Your task is to filter the entries and copy every line containing the string "shower".

Dataset records:

-=-=-

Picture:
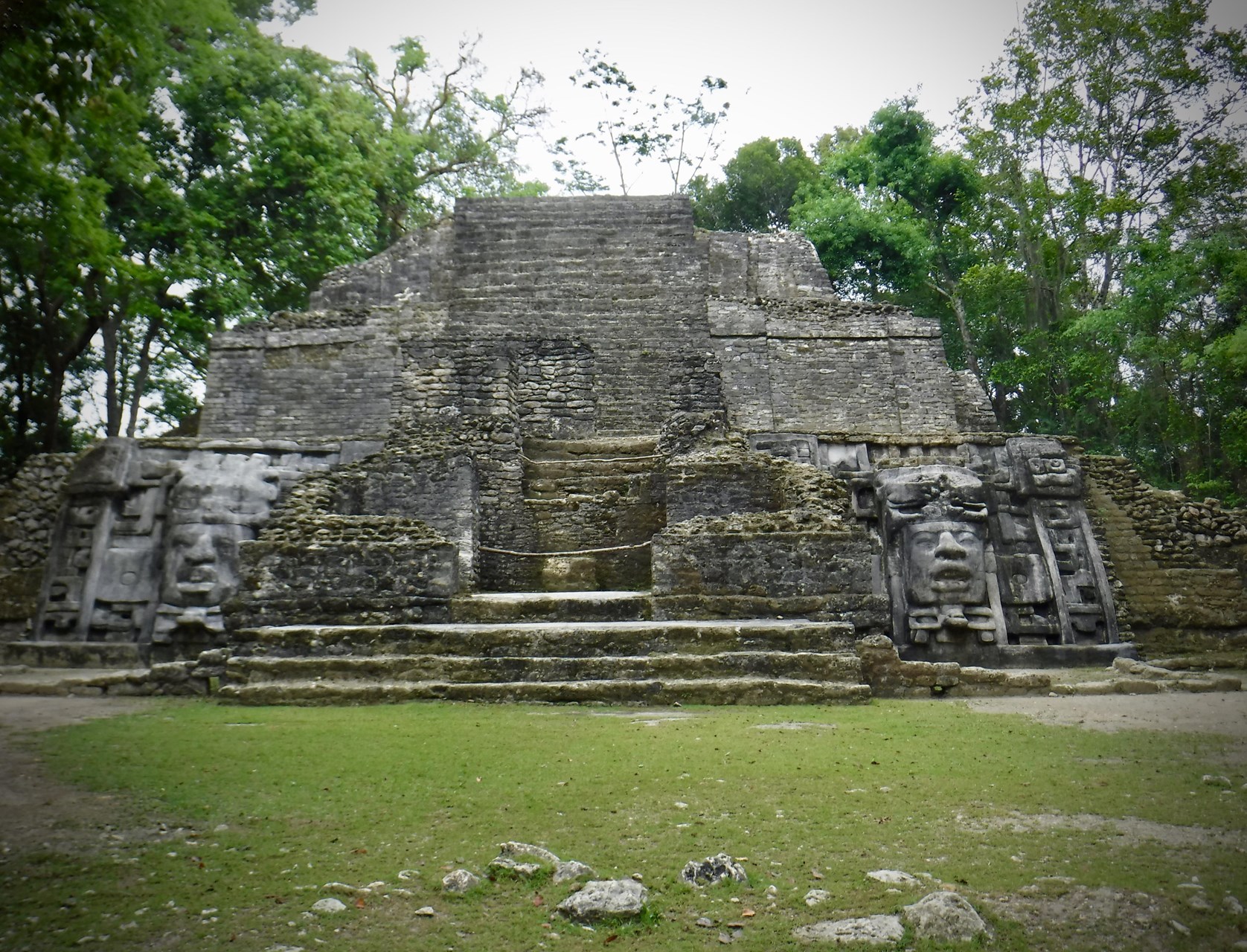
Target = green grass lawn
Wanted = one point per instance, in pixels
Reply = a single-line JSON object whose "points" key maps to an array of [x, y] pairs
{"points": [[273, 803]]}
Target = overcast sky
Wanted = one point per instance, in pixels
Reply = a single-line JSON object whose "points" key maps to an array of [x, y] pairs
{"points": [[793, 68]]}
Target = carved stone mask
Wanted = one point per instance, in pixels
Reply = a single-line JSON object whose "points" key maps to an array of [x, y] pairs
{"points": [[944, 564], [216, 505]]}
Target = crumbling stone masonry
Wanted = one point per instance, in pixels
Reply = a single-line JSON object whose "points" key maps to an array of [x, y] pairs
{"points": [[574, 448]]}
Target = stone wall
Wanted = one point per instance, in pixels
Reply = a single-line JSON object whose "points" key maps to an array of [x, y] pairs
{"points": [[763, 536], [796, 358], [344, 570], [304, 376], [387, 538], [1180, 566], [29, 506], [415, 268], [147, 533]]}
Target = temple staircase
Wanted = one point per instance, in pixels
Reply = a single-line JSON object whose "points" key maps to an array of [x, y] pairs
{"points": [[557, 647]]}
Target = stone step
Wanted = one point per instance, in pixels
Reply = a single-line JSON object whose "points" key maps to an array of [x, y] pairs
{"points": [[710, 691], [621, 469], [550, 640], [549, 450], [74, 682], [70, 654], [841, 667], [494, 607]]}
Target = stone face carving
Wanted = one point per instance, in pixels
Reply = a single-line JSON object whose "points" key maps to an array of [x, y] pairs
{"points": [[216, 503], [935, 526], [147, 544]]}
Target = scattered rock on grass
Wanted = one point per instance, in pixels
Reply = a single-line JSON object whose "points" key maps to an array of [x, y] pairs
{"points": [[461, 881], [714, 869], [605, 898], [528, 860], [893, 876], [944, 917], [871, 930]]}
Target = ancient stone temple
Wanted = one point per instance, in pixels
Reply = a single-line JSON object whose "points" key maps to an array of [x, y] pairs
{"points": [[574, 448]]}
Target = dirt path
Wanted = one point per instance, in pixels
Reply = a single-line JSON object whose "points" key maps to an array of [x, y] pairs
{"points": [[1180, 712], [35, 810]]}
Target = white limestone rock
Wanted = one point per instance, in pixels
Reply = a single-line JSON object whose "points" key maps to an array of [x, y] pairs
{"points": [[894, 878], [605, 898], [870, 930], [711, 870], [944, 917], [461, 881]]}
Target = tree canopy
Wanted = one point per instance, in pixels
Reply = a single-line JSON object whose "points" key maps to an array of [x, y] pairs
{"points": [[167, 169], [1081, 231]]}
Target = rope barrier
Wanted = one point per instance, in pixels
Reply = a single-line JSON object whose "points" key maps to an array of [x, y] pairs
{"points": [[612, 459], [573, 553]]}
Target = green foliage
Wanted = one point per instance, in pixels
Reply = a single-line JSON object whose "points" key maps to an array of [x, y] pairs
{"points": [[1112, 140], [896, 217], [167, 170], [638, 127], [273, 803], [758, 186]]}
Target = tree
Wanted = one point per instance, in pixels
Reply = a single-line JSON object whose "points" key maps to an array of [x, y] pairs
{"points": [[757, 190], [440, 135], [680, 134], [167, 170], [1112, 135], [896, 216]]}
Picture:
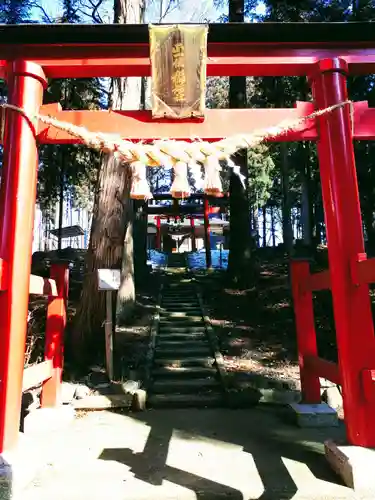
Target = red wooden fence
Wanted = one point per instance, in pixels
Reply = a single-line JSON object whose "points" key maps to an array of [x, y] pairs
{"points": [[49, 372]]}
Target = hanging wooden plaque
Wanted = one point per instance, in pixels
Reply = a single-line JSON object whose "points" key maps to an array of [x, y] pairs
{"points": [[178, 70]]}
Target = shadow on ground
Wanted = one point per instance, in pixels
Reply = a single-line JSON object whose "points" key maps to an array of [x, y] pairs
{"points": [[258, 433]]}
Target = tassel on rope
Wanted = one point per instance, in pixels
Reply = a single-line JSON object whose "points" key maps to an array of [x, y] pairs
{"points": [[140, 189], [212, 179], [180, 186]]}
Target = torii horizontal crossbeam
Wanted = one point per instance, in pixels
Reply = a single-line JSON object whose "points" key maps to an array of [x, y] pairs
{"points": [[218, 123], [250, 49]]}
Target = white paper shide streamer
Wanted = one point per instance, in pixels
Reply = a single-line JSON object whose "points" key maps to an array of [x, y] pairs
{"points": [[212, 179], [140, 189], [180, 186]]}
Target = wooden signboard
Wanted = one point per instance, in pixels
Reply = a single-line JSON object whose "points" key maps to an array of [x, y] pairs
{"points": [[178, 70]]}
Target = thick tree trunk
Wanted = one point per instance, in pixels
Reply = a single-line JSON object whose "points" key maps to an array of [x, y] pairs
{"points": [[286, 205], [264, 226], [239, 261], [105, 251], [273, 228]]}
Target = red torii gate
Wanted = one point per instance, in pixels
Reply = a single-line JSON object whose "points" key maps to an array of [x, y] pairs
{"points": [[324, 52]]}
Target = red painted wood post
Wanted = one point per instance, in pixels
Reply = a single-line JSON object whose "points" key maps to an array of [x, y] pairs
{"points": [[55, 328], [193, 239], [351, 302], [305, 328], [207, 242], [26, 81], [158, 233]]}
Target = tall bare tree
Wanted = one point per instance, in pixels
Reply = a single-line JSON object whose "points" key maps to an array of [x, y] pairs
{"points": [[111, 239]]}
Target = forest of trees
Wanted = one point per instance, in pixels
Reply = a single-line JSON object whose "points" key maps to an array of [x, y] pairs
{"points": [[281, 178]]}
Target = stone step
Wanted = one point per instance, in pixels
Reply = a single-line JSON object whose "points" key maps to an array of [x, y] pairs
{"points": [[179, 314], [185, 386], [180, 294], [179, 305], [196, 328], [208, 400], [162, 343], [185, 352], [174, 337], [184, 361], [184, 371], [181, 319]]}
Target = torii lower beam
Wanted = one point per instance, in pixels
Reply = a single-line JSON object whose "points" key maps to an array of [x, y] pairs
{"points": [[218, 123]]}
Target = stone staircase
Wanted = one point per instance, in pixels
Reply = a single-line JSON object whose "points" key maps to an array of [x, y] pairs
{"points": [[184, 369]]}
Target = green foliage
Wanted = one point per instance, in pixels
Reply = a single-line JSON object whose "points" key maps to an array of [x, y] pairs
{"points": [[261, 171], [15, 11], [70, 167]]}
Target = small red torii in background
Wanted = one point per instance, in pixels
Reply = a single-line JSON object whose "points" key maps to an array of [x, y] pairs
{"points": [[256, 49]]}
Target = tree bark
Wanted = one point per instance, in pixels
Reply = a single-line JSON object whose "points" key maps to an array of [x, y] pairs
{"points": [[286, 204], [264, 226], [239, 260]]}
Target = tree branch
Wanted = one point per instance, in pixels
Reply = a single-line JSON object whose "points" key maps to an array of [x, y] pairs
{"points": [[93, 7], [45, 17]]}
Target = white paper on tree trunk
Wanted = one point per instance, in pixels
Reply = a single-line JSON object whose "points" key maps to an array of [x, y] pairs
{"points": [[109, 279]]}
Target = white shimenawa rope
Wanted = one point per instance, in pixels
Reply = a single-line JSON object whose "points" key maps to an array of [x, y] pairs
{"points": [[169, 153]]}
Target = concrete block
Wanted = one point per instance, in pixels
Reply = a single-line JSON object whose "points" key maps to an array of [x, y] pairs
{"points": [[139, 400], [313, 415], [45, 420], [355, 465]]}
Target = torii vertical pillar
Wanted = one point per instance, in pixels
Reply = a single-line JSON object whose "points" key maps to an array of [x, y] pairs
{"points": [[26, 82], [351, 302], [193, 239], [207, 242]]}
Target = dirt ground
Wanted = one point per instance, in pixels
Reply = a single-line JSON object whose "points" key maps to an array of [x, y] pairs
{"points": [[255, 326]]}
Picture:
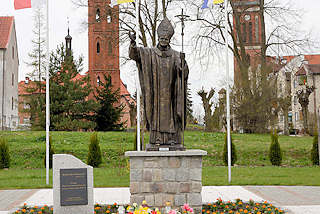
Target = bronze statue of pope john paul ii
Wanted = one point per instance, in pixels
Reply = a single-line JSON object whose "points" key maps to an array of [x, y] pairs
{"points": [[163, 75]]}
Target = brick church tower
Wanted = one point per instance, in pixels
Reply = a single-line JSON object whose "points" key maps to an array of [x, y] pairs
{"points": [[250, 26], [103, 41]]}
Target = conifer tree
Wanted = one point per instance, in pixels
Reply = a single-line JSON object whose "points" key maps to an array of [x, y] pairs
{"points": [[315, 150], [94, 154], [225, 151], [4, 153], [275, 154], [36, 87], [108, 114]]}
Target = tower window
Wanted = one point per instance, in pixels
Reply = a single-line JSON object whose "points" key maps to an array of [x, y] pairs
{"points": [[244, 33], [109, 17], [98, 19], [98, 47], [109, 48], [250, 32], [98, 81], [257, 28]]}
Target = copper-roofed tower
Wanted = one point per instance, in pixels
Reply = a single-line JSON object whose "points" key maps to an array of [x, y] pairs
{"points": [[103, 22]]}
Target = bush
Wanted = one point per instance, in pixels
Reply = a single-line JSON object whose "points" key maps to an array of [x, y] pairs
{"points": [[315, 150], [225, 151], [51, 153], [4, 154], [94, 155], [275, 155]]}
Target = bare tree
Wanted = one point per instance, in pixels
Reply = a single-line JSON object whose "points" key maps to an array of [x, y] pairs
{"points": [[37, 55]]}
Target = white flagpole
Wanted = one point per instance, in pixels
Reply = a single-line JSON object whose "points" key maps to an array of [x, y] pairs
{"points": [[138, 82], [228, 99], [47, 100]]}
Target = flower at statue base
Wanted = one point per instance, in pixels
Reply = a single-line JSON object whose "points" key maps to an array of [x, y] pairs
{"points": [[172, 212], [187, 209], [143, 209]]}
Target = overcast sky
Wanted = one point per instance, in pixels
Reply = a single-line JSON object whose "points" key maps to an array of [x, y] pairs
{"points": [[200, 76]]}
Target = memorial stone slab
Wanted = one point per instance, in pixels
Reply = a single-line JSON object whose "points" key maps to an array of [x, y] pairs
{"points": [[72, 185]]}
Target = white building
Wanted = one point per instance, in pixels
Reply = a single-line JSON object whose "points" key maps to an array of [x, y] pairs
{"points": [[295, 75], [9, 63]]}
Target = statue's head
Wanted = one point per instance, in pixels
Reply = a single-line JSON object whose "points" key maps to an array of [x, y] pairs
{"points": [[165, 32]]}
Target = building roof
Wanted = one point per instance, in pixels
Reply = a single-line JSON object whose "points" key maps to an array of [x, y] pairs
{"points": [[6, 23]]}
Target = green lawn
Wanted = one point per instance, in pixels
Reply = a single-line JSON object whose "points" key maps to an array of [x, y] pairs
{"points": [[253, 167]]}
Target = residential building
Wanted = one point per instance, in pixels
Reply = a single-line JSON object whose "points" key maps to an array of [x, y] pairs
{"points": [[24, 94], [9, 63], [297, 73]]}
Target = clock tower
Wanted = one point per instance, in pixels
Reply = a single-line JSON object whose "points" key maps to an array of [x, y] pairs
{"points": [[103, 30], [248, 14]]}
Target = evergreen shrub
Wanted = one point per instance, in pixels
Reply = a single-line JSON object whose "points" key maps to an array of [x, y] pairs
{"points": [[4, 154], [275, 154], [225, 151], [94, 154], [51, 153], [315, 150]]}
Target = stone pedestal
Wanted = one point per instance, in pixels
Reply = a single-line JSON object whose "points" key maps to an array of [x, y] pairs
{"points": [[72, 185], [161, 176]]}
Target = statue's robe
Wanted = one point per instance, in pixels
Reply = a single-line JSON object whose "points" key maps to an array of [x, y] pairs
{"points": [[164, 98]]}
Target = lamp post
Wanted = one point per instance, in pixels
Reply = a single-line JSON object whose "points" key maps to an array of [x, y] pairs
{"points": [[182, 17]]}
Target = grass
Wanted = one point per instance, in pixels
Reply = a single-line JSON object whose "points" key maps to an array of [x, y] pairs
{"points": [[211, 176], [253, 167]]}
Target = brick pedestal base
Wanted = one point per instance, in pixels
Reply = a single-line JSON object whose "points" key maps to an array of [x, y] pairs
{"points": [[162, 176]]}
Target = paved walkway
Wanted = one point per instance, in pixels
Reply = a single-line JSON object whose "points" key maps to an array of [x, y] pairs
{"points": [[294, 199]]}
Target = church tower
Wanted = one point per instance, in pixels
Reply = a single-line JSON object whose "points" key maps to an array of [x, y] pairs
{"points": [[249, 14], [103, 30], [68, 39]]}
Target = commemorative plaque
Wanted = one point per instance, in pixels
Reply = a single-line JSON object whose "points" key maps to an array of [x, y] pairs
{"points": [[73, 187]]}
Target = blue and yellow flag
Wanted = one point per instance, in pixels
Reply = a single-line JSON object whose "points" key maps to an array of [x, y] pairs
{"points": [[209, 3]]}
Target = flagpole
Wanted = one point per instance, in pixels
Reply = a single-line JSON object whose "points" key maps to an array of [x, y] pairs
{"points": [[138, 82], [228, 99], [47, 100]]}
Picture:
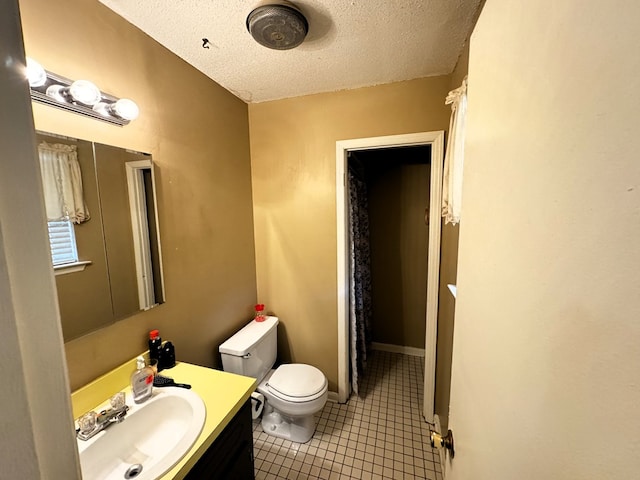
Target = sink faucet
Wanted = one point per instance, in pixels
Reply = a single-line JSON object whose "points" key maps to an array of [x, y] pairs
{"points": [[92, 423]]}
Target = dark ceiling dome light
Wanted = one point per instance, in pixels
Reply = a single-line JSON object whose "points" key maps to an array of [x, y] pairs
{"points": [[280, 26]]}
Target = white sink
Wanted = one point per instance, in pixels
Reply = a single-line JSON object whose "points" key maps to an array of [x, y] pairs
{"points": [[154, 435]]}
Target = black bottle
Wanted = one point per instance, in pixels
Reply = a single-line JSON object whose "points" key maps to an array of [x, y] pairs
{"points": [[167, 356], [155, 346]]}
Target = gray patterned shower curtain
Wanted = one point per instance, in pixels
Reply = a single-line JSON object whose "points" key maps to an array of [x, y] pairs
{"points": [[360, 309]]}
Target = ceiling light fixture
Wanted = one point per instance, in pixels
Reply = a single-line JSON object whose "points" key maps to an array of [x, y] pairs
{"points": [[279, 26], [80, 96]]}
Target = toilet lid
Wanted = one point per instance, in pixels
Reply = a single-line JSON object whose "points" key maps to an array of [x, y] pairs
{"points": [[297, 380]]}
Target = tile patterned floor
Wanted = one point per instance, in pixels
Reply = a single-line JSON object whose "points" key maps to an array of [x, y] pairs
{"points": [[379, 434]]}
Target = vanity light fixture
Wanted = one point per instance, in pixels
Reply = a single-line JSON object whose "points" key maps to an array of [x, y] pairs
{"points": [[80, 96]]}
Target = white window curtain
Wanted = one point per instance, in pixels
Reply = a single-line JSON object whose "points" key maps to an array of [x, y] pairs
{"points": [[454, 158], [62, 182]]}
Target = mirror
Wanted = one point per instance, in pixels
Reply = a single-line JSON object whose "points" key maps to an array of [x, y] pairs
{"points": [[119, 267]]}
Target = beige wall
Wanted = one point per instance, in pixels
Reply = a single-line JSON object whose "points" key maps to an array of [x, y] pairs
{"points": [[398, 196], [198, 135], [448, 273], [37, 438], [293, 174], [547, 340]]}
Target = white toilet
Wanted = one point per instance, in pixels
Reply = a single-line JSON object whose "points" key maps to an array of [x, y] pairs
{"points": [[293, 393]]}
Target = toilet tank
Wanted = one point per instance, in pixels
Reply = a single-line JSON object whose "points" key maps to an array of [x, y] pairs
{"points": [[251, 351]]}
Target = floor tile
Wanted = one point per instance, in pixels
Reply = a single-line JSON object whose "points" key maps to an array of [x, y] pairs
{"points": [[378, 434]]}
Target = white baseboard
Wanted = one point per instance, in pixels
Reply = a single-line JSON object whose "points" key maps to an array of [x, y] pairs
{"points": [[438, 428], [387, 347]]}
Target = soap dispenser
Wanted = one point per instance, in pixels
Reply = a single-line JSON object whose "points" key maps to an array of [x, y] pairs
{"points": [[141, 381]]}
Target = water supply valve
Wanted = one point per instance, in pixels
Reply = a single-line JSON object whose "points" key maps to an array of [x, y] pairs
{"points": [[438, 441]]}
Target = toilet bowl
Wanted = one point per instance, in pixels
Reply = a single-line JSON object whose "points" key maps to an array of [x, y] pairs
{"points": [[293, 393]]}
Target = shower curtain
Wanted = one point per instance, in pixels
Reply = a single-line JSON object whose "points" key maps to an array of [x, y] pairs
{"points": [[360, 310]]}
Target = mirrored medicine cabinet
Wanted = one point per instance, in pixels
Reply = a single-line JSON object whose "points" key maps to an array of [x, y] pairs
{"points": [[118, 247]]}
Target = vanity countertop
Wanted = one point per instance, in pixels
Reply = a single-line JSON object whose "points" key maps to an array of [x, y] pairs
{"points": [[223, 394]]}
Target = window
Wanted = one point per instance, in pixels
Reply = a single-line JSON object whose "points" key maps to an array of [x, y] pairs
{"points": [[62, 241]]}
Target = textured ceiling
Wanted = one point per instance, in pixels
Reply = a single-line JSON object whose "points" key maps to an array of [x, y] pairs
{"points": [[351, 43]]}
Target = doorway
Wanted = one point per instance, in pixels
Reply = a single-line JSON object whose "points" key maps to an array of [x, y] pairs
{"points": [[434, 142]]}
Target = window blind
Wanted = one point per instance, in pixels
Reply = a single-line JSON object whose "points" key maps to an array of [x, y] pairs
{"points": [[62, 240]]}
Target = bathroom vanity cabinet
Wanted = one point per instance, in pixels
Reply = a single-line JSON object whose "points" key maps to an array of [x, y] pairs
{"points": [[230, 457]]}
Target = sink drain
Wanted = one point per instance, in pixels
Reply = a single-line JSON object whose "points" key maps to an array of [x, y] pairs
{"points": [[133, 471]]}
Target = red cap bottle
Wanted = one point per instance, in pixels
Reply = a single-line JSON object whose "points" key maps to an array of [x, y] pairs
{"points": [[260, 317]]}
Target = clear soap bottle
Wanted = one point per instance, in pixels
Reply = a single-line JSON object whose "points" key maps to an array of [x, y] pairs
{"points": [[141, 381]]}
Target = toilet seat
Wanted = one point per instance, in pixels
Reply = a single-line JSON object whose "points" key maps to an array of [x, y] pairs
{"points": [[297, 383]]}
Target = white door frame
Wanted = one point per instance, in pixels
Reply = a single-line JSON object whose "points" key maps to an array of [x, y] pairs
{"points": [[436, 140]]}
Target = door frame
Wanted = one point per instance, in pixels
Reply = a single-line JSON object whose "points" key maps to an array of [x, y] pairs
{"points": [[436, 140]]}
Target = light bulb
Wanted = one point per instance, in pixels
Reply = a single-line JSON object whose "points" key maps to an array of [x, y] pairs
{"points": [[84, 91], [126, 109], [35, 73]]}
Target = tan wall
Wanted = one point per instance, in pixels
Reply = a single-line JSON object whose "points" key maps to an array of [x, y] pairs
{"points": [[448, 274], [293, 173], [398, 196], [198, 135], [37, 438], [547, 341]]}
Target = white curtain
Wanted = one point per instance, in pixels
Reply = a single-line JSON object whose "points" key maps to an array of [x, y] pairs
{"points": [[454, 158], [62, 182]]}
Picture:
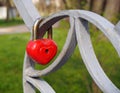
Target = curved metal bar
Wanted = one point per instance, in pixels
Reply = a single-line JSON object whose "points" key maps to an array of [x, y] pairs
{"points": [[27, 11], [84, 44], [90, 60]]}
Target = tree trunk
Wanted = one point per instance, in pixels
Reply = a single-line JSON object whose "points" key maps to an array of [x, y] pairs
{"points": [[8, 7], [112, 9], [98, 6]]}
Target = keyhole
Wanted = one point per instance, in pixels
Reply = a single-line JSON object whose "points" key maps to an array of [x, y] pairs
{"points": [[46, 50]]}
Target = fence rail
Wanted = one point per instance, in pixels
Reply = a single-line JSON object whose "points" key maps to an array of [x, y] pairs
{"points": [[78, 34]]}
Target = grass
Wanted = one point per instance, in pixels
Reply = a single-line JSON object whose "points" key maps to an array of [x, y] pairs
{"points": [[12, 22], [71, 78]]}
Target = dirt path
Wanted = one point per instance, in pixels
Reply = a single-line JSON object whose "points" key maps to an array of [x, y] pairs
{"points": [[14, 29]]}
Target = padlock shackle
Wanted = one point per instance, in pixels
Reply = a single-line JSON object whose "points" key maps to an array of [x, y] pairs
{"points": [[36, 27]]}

-=-=-

* **THE ANSWER**
Target = gray patterned shower curtain
Target = shower curtain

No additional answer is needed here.